TASK OBJECTIVE
Copy word for word the part of the listing below that starts with the line containing "the white car" and runs through the line containing "point(417, 124)", including both of those lines. Copy nothing outside that range.

GIVEN DATA

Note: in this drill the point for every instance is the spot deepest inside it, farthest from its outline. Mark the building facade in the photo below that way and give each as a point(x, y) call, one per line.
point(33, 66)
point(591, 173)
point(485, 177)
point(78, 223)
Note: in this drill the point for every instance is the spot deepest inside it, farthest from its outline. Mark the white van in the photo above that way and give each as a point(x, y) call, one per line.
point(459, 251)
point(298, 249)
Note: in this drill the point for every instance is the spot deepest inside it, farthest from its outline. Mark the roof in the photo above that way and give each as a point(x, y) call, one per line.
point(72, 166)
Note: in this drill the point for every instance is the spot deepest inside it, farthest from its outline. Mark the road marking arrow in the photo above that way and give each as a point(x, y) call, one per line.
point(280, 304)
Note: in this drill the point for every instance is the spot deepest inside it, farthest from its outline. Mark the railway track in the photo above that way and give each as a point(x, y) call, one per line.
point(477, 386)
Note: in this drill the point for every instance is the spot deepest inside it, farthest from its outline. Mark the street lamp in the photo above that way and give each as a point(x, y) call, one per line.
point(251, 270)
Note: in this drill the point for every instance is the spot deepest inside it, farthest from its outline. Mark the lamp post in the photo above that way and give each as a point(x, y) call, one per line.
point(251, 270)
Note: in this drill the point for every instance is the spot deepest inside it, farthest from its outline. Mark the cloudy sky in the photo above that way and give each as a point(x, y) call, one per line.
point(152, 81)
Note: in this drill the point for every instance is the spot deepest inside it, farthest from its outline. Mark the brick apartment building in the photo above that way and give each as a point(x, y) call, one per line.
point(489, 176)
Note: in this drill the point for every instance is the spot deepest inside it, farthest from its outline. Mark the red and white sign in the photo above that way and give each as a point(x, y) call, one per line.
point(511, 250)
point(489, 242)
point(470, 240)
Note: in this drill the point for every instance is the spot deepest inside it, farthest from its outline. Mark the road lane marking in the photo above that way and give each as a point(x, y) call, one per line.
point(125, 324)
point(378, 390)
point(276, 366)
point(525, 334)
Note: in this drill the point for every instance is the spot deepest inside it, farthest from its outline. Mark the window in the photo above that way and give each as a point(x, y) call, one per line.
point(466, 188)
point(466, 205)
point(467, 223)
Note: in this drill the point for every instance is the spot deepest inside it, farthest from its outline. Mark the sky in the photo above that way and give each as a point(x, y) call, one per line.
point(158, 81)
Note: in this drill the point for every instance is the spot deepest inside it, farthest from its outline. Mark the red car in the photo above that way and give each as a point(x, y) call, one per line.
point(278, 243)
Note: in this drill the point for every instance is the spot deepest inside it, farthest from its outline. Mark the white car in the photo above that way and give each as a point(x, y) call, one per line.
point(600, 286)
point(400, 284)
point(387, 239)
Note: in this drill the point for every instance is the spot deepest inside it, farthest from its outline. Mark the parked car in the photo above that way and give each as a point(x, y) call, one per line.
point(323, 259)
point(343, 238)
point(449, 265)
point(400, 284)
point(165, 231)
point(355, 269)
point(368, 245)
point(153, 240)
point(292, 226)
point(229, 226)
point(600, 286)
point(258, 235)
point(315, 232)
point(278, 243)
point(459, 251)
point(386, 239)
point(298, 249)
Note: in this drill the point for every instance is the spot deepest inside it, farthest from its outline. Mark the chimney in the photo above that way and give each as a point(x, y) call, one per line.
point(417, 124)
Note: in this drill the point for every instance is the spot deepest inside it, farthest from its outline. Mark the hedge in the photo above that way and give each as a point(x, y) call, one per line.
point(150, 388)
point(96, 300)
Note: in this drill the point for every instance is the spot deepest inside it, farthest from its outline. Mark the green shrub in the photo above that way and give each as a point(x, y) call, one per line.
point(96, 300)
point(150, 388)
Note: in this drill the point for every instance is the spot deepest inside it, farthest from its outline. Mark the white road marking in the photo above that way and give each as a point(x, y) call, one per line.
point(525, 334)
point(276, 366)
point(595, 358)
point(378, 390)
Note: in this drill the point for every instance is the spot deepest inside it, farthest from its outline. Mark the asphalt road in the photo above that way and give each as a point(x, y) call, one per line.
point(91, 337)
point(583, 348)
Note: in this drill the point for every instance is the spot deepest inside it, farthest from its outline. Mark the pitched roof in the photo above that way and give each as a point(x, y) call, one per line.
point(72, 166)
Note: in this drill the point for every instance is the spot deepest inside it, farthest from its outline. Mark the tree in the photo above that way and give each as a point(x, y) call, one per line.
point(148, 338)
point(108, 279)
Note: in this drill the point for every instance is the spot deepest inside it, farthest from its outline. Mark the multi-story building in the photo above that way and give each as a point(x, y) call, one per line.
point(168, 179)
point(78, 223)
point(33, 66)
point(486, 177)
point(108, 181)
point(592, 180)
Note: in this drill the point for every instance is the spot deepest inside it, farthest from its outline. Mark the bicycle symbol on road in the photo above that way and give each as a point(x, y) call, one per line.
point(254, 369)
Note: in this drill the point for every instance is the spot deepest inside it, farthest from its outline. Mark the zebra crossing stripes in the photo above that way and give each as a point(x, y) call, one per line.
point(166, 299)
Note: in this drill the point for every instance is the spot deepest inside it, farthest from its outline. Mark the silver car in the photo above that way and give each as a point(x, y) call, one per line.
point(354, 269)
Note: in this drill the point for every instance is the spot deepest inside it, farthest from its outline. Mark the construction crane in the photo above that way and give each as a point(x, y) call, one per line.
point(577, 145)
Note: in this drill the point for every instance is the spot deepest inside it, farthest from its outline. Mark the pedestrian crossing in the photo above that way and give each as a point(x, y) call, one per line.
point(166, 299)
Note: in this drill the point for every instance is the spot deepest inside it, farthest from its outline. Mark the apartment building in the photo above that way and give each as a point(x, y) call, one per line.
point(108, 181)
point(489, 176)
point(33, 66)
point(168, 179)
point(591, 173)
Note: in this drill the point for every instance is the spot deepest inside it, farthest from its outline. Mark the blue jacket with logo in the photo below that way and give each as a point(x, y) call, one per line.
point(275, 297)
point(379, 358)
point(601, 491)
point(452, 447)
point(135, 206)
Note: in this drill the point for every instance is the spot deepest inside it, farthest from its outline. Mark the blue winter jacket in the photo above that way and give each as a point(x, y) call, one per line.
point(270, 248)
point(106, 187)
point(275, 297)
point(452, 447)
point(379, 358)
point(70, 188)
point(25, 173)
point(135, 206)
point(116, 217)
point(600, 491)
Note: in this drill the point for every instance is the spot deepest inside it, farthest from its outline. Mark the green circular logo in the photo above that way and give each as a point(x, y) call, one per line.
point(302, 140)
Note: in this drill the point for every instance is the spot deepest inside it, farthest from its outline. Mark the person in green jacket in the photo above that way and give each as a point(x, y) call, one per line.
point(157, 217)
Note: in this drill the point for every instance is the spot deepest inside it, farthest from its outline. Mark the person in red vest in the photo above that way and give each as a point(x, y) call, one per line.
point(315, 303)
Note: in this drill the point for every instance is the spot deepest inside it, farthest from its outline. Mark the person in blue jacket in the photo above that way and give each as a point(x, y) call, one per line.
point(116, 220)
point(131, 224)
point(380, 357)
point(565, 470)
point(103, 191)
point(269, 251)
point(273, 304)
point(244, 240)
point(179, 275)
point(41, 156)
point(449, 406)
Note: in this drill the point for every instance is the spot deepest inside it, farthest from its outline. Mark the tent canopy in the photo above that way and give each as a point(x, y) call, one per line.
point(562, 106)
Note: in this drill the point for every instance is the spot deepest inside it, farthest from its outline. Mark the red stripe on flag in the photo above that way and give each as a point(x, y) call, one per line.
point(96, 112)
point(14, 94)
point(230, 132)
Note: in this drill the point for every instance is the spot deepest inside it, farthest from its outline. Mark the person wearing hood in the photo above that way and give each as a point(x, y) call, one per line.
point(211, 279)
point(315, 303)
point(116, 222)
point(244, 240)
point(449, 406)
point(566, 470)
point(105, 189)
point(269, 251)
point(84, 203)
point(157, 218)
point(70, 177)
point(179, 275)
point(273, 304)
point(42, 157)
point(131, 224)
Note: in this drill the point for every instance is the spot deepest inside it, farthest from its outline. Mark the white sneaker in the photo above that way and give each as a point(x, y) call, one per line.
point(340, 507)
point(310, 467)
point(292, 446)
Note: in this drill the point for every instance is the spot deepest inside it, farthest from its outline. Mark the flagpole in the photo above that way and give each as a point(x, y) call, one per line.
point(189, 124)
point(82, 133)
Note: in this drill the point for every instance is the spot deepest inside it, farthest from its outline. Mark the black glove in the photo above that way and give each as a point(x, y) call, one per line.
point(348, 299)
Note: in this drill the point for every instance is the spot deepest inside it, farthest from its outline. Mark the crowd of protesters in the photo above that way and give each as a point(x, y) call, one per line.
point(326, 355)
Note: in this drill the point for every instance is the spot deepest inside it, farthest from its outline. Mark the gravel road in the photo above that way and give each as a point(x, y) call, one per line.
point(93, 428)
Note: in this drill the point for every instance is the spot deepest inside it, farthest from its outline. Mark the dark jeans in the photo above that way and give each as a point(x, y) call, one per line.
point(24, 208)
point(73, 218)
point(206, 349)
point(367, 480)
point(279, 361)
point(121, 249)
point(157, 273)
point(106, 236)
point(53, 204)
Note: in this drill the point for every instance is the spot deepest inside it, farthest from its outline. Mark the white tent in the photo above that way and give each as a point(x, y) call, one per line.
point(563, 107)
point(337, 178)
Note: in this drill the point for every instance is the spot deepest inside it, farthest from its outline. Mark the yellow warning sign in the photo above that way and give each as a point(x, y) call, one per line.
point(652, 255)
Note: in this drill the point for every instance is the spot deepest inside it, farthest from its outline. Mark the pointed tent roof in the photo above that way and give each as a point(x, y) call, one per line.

TASK RESPONSE
Note: in this drill the point for every instance is the spot deepest inside it, farthest from its outline. Mark the white car in the photo above that way and give each as a point(x, y) call, one per line.
point(600, 286)
point(400, 284)
point(387, 239)
Note: in this drill the point for every instance is the spot deepest inside it, farthest from its outline. Mark the parked car in the photo above that way and give each as a point(x, y) call, one per line.
point(323, 259)
point(343, 238)
point(449, 265)
point(400, 284)
point(165, 231)
point(355, 269)
point(368, 245)
point(153, 240)
point(292, 226)
point(229, 226)
point(600, 286)
point(258, 235)
point(315, 232)
point(278, 243)
point(459, 251)
point(386, 239)
point(298, 249)
Note: in this drill the point for every instance is the spot deepest inside it, farthest from its outline. Mark the chimney in the photo above that way and give each as a point(x, y) call, one per line.
point(417, 124)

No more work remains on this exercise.